Would you output the lines from the one with "Task: tag the amber" through the last line of the material below, exactly, but without pictures?

» **Stored records**:
— start —
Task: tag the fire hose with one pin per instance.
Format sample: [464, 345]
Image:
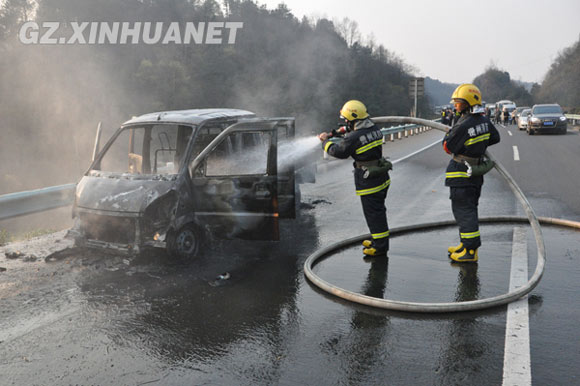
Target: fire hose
[478, 304]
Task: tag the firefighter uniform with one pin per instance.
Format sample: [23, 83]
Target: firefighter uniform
[467, 140]
[364, 145]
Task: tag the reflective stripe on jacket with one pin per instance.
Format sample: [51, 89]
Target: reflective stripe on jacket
[363, 144]
[470, 136]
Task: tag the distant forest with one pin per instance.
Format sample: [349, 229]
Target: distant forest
[54, 95]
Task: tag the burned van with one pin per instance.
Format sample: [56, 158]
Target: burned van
[173, 179]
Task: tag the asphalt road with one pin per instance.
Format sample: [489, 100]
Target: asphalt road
[90, 319]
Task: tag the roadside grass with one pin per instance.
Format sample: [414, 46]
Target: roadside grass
[6, 237]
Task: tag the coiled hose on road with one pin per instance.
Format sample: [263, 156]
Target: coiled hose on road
[452, 306]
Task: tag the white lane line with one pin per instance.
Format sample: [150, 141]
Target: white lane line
[516, 362]
[516, 153]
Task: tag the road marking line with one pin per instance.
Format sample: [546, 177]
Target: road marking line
[516, 363]
[516, 153]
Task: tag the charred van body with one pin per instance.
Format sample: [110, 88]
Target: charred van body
[172, 179]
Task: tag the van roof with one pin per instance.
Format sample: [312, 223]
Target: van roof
[191, 117]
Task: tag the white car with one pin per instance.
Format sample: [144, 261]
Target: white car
[523, 119]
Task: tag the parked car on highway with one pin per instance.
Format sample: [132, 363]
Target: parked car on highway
[523, 119]
[547, 118]
[517, 113]
[172, 179]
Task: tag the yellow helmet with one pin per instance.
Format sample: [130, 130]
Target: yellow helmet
[469, 93]
[353, 110]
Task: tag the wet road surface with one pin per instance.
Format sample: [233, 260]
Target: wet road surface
[86, 318]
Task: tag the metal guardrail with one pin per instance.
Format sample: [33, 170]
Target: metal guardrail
[399, 132]
[34, 201]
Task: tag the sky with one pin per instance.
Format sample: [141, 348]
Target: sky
[455, 41]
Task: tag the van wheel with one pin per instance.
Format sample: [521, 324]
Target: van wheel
[184, 243]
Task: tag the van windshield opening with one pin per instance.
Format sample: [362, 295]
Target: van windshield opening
[147, 149]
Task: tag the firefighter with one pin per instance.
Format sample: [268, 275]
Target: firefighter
[363, 143]
[467, 142]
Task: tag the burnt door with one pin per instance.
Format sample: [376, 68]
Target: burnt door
[234, 182]
[286, 167]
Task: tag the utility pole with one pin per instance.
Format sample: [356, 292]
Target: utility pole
[416, 89]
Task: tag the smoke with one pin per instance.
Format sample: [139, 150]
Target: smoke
[297, 153]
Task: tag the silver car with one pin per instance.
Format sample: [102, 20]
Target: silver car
[523, 119]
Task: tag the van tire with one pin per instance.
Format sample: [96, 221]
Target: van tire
[184, 243]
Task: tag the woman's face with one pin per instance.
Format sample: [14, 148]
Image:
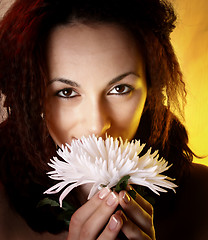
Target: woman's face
[96, 82]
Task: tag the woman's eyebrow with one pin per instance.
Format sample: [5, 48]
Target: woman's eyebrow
[122, 76]
[74, 84]
[64, 80]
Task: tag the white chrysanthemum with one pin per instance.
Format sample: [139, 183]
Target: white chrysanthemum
[105, 162]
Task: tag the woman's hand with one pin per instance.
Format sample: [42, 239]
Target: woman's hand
[137, 216]
[96, 218]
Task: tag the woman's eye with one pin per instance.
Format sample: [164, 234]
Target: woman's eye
[67, 93]
[121, 90]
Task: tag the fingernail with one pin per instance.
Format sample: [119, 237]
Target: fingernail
[111, 199]
[113, 223]
[126, 198]
[104, 192]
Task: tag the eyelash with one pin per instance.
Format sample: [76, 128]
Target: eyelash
[61, 93]
[127, 89]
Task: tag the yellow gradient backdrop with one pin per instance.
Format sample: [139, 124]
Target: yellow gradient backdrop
[190, 40]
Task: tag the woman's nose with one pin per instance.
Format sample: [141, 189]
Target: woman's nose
[97, 119]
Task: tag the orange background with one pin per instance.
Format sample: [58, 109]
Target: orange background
[190, 40]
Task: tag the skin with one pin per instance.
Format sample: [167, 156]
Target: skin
[97, 86]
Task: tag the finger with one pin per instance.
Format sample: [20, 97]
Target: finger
[112, 229]
[84, 212]
[141, 201]
[136, 213]
[96, 222]
[131, 230]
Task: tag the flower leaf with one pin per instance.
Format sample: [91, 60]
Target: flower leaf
[122, 184]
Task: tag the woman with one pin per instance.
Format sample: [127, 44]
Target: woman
[74, 68]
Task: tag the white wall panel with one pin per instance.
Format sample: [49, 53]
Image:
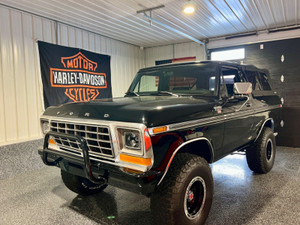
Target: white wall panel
[20, 82]
[173, 51]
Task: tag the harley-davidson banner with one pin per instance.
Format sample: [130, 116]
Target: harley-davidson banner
[73, 74]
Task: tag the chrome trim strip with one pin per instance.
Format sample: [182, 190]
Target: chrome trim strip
[178, 148]
[263, 125]
[212, 120]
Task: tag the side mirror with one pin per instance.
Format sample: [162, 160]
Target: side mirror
[242, 88]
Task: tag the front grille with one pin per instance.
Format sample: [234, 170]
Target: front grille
[97, 138]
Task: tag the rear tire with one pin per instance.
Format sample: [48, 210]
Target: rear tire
[261, 156]
[81, 185]
[185, 195]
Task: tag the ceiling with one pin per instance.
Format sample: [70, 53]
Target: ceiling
[118, 18]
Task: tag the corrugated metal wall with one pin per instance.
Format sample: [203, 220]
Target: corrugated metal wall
[20, 87]
[174, 51]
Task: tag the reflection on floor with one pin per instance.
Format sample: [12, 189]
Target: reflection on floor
[240, 197]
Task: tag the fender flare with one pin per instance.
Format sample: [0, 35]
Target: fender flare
[263, 125]
[179, 147]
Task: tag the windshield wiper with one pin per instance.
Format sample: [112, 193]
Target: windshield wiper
[166, 92]
[132, 93]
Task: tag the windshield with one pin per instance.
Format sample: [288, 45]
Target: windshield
[199, 79]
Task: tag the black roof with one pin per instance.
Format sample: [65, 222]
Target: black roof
[225, 63]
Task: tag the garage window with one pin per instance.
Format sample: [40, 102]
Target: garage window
[232, 54]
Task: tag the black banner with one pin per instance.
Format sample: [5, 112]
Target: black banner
[73, 74]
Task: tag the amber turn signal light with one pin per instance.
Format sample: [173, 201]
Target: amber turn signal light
[135, 160]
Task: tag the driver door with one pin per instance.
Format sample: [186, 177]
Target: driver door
[237, 111]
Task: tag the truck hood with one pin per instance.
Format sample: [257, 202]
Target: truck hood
[149, 110]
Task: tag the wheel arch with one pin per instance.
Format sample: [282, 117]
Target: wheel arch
[267, 123]
[191, 147]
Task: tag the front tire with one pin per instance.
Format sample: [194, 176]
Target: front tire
[261, 156]
[81, 185]
[185, 195]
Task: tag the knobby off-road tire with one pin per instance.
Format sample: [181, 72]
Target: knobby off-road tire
[261, 156]
[80, 185]
[185, 195]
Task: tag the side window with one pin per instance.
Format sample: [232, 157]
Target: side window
[263, 80]
[259, 80]
[229, 77]
[147, 84]
[252, 77]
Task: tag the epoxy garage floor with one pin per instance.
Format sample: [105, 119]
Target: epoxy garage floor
[241, 197]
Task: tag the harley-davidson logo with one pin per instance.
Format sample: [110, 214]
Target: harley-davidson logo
[79, 78]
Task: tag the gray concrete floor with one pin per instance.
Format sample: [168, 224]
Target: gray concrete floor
[240, 197]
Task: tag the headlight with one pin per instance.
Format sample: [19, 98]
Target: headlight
[132, 139]
[45, 126]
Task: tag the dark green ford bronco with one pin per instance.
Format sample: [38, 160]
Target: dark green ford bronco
[160, 138]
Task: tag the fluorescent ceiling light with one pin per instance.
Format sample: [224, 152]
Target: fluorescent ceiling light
[228, 54]
[189, 8]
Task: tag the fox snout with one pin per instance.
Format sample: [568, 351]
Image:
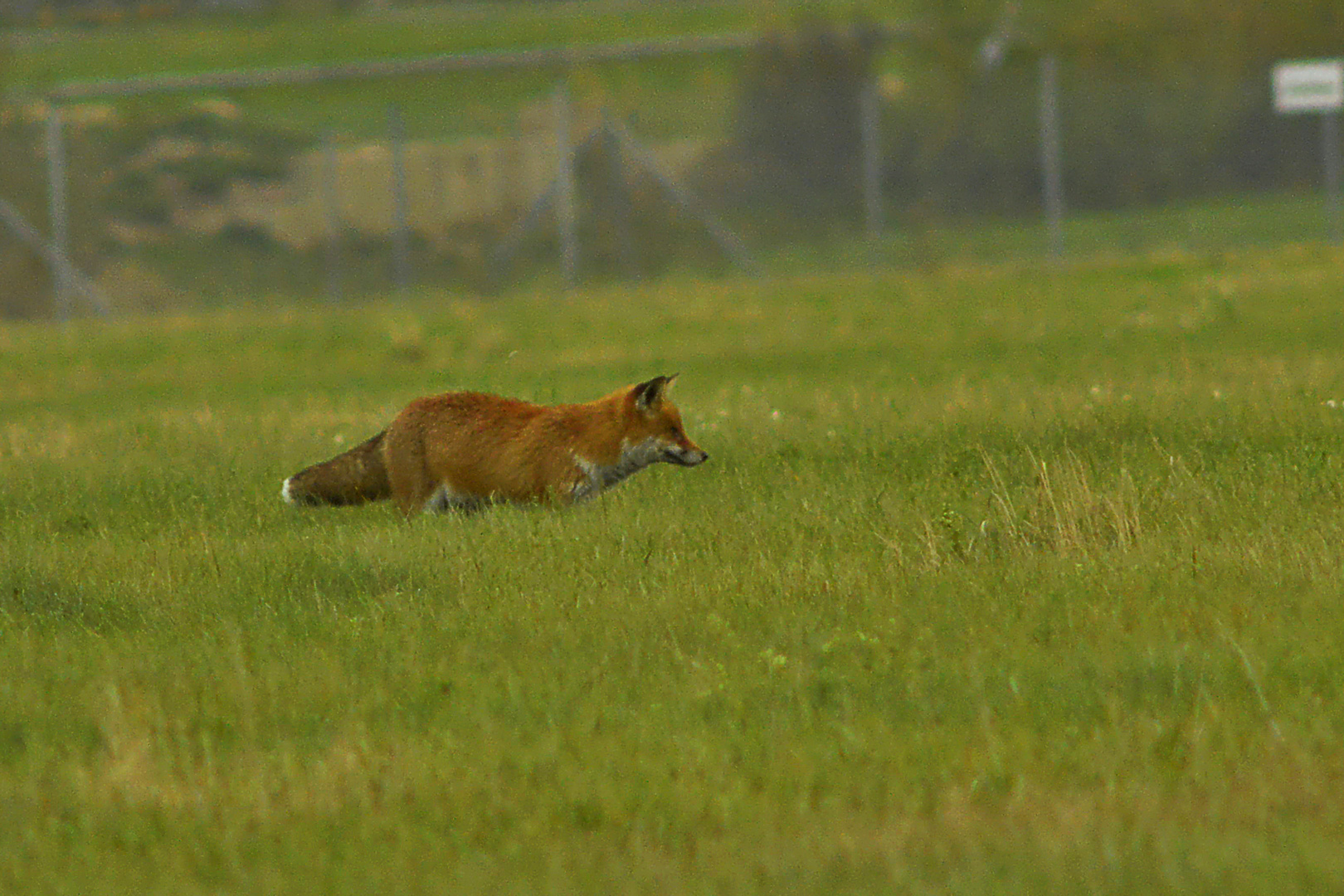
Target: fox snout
[686, 455]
— end —
» **CORRECT OUTPUT**:
Task: tag the amber turn signal light with one pin per instance.
Format sample: [173, 201]
Target: amber turn signal light
[135, 160]
Task: tag the driver door with one pin per instance.
Format sample: [186, 177]
Target: driver door
[237, 111]
Task: tag the truck hood with one pin per instance.
Format sample: [257, 202]
Target: truck hood
[149, 110]
Task: tag the wheel arch with one pin per instance.
Format sample: [282, 117]
Target: wheel arch
[267, 123]
[191, 147]
Task: tag the front tire with one pin per instance.
Format sample: [194, 176]
Target: front tire
[261, 156]
[81, 185]
[185, 195]
Task: tag the knobby off-road tire with one pin per instance.
Format sample: [181, 72]
Target: knobby off-road tire
[261, 156]
[80, 185]
[185, 195]
Task: tag the side window with one pin per instance.
Format sample: [232, 157]
Target: side window
[263, 80]
[259, 80]
[229, 77]
[147, 84]
[252, 77]
Task: tag the epoxy garage floor with one pin per instance.
Format sample: [105, 119]
Target: epoxy garage floor
[241, 197]
Task: tag the harley-davidson logo with one pin per instance.
Format sample: [110, 214]
Target: harley-davidson logo
[79, 78]
Task: tag the gray concrete floor with one pin per instance.
Format sample: [168, 224]
Target: gray concrete floor
[240, 197]
Task: tag the headlight with one pin per instance.
Format sample: [19, 98]
Target: headlight
[132, 139]
[45, 126]
Task: tag the dark green ford bronco with one pin per instance.
Format sample: [38, 160]
Target: dark green ford bronco
[160, 138]
Task: tag the fluorescent ceiling light with one pin per instance.
Format sample: [224, 152]
Target: fluorescent ceiling light
[228, 54]
[189, 8]
Task: tag the fox snout with one pin per instance.
Format sample: [568, 351]
Image:
Target: fox snout
[686, 455]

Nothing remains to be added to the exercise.